• [REQUIRED WORK]:
Your answer should be a single number: how many lines in the data below hold the string "eroded".

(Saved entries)
============
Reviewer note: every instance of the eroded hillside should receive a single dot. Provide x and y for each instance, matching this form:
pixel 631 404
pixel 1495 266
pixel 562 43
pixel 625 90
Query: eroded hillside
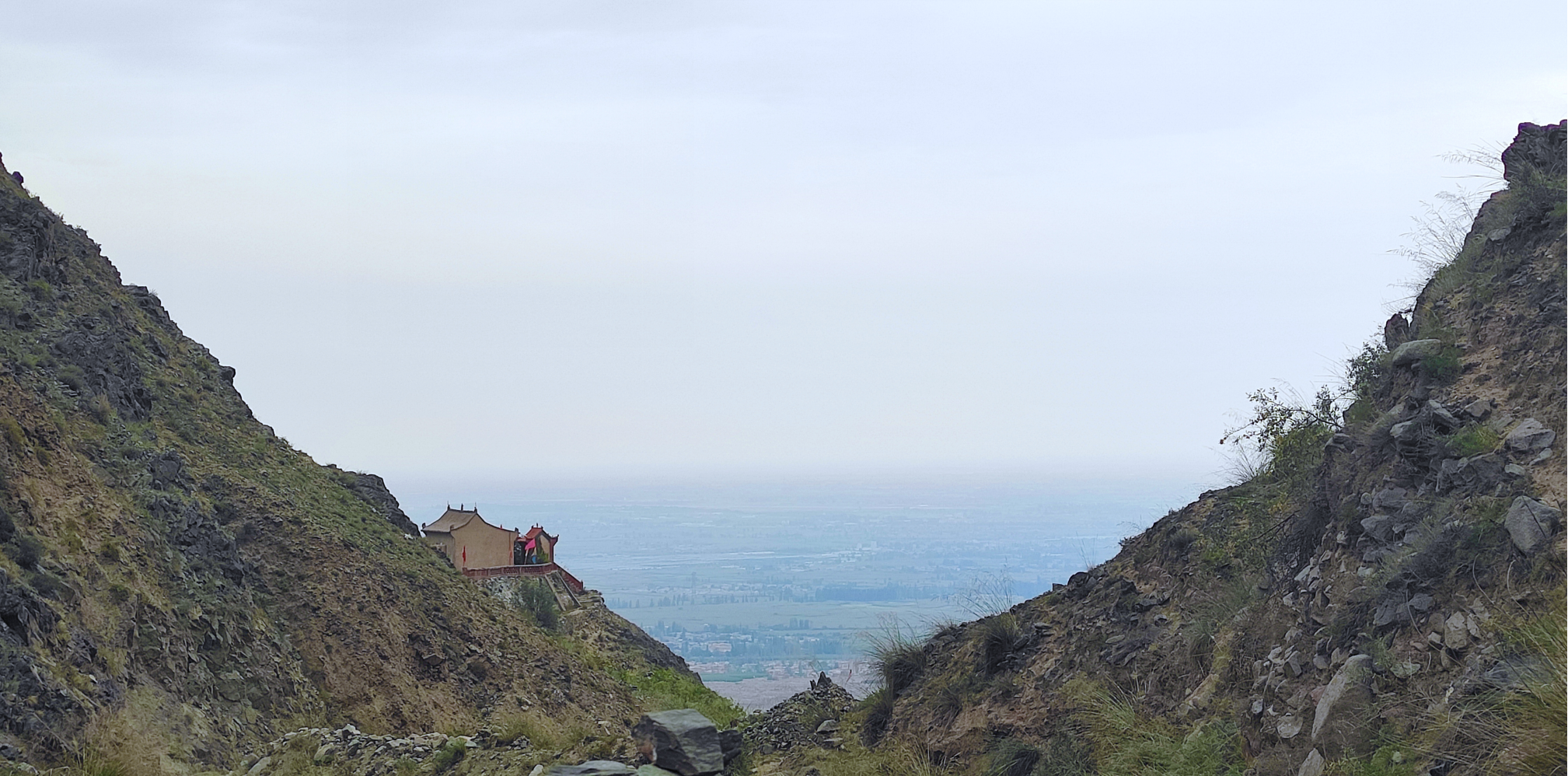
============
• [ANSWER BOX]:
2